_What you should do_
In the listing below on reinforcement learning for explainable recommendation, set down everything from "TMER-RL utilizes reinforcement" down to "recent strong baselines." word for word.

Reinforcement Learning based Path Exploration for Sequential Explainable
Recommendation
- URL: http://arxiv.org/abs/2111.12262v1
- Date: Wed, 24 Nov 2021 04:34:26 GMT
- Title: Reinforcement Learning based Path Exploration for Sequential Explainable
Recommendation
- Authors: Yicong Li, Hongxu Chen, Yile Li, Lin Li, Philip S. Yu and Guandong Xu
- Abstract summary: We propose a novel Temporal Meta-path Guided Explainable Recommendation leveraging Reinforcement Learning (TMER-RL)
TMER-RL utilizes reinforcement item-item path modelling between consecutive items with attention mechanisms to sequentially model dynamic user-item evolutions on dynamic knowledge graph for explainable recommendation.
Extensive evaluations of TMER on two real-world datasets show state-of-the-art performance compared against recent strong baselines.

[Region labeling records]
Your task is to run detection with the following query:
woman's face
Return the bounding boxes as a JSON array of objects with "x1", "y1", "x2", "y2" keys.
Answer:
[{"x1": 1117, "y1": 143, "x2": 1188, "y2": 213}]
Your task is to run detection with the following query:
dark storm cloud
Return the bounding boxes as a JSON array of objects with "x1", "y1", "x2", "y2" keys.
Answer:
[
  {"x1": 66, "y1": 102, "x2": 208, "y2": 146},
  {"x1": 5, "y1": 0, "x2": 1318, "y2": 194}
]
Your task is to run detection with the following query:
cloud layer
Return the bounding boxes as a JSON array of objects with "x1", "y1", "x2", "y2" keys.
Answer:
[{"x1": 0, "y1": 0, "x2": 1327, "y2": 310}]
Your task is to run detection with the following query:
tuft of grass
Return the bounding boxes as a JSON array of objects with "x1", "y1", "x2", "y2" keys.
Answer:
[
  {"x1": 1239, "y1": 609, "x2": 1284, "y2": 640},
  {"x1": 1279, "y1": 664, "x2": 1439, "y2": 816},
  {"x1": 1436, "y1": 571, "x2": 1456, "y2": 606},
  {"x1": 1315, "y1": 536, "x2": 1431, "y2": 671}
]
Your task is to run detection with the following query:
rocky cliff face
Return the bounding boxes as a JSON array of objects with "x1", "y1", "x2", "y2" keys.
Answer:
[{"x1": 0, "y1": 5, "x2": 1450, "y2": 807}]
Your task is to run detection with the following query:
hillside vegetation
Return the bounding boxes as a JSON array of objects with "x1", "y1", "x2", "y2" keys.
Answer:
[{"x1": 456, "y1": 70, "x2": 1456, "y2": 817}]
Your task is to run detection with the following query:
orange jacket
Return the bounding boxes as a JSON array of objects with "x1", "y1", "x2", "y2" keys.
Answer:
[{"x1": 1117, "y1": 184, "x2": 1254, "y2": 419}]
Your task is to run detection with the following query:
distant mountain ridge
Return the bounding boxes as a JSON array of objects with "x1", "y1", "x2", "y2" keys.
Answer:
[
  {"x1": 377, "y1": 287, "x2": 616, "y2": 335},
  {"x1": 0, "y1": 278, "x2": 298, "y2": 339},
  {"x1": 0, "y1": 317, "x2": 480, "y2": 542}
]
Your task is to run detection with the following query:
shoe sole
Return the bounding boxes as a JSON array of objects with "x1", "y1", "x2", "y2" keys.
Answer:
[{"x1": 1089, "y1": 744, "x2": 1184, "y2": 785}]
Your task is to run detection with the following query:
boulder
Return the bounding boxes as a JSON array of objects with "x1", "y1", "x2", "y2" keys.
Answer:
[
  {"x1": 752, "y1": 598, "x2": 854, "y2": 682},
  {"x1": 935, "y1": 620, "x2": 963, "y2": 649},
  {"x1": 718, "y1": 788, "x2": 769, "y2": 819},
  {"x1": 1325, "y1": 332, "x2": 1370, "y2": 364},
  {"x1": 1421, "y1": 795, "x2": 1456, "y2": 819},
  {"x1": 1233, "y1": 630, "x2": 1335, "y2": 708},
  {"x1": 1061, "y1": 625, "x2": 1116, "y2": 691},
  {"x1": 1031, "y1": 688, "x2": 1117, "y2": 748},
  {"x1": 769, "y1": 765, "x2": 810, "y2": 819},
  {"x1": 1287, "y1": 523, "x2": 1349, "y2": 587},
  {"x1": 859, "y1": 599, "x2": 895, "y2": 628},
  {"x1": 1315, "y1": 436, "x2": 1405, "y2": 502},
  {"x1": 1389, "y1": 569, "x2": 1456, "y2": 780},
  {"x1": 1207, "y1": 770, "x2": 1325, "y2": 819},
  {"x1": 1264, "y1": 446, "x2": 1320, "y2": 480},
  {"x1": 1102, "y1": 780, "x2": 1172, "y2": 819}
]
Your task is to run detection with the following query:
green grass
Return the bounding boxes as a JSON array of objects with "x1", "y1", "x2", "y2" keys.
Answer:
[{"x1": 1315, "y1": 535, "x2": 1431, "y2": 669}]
==
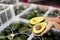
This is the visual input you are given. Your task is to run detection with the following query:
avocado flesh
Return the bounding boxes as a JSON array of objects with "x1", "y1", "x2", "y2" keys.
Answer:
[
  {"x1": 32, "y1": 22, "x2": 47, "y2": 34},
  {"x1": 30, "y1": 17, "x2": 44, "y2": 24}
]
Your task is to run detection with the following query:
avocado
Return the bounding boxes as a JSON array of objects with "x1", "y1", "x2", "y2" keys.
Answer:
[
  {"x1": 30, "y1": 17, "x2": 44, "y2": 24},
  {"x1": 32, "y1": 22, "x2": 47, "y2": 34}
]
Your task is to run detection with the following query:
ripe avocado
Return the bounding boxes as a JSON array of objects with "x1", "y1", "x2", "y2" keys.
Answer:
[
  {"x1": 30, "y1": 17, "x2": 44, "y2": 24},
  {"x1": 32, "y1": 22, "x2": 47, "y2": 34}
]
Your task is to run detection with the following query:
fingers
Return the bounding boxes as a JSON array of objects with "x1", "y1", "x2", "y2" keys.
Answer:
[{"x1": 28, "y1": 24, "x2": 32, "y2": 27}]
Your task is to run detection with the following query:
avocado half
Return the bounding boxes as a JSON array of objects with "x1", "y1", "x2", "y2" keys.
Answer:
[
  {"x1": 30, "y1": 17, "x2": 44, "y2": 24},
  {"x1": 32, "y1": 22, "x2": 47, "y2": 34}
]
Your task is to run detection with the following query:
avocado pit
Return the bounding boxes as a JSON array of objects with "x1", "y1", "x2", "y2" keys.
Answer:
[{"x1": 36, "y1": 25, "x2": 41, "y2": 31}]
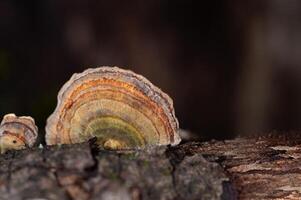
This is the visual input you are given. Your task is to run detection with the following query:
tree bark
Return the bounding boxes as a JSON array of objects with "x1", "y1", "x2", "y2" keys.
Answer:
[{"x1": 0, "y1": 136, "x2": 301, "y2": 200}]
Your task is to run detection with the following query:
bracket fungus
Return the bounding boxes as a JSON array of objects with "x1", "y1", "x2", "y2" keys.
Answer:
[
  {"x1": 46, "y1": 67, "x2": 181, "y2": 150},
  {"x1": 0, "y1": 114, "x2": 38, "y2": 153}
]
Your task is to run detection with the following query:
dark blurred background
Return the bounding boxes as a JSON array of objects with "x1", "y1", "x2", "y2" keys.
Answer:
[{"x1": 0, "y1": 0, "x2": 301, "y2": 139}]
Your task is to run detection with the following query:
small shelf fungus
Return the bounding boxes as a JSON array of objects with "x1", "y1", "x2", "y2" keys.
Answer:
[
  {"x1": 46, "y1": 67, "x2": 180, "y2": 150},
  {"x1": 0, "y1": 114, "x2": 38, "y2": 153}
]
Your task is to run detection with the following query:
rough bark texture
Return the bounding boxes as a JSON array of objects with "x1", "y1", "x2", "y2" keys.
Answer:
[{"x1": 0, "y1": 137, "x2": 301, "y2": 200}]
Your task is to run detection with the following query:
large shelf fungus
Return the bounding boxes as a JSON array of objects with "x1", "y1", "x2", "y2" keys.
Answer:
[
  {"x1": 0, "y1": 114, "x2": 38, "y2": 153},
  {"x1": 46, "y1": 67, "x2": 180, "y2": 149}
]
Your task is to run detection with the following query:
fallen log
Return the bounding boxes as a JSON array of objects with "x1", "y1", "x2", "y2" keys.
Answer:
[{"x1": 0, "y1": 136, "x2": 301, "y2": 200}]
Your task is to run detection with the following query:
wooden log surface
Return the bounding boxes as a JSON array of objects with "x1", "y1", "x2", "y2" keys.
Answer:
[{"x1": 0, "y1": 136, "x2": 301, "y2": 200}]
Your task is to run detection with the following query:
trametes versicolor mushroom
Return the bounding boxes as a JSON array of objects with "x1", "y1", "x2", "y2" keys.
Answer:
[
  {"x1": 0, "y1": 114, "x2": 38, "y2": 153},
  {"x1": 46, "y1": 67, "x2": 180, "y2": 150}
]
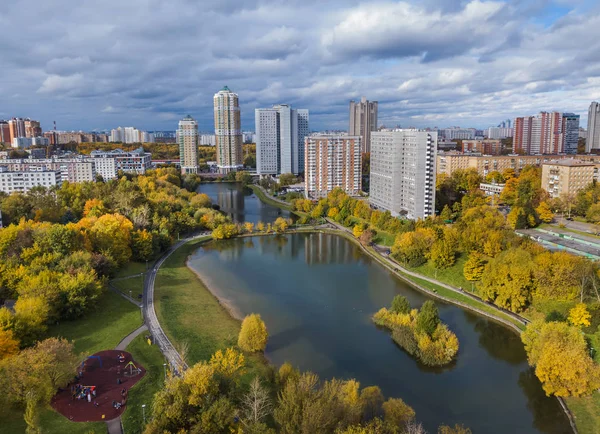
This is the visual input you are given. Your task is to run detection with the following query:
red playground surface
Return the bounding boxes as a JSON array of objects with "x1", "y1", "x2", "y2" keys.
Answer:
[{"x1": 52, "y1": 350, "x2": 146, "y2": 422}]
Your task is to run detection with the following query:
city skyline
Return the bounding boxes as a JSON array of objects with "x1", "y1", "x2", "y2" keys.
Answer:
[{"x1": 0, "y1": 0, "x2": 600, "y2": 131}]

_Problem solution_
TMER-RL utilizes reinforcement item-item path modelling between consecutive items with attention mechanisms to sequentially model dynamic user-item evolutions on dynamic knowledge graph for explainable recommendation.
Extensive evaluations of TMER on two real-world datasets show state-of-the-art performance compared against recent strong baselines.